What you should do:
Swap "hazy blue sky" for "pale blue sky" in the lines running from the line with "Where can the hazy" through the last of the lines, and give only those lines back with everything else left as it is.

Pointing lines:
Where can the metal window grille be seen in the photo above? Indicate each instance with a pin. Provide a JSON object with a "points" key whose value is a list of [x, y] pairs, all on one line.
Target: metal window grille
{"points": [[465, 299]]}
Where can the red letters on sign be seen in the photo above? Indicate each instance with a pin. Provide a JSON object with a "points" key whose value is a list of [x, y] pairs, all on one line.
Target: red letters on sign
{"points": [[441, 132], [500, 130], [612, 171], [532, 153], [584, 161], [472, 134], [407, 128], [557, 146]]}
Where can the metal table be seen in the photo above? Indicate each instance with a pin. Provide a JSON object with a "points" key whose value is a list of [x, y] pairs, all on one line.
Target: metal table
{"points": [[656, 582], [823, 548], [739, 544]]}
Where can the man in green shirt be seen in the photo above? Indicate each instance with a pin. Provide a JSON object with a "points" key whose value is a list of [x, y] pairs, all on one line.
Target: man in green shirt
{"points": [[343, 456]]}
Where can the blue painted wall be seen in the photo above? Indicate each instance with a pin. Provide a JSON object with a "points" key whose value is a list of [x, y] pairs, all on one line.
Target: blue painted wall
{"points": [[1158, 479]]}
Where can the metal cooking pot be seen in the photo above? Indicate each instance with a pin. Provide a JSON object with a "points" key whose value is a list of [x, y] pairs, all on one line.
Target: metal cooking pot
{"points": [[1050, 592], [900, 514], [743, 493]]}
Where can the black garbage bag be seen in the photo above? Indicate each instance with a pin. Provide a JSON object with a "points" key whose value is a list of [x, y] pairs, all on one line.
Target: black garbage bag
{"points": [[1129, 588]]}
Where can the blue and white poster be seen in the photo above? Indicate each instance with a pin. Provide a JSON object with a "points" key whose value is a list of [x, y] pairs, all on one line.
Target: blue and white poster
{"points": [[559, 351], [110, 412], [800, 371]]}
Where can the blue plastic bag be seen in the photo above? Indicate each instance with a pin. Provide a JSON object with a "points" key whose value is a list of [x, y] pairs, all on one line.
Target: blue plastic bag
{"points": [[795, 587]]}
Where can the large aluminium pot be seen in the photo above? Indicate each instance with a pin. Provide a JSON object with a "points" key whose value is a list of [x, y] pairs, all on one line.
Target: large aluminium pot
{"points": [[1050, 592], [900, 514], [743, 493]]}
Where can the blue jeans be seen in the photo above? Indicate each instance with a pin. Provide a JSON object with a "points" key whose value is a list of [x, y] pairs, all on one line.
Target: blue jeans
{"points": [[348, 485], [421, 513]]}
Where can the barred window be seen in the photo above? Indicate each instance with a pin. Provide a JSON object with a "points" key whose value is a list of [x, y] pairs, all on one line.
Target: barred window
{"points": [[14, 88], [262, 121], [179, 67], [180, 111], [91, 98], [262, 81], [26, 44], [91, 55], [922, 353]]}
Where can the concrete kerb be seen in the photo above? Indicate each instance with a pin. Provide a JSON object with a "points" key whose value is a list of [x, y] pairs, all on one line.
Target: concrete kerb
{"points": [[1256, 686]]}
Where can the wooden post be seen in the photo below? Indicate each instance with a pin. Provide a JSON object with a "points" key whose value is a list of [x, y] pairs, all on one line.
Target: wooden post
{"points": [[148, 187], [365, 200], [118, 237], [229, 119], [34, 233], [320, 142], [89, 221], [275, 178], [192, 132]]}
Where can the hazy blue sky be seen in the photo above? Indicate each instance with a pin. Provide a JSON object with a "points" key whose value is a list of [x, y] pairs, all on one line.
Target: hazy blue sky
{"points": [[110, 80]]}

Answer to this task:
Where can the pale blue sky be seen in the photo above? Indicate each instance with a pin. Provide a JSON object with a "points" key whose value is a list of [x, y] pairs, all on one line.
Target: pale blue sky
{"points": [[110, 80]]}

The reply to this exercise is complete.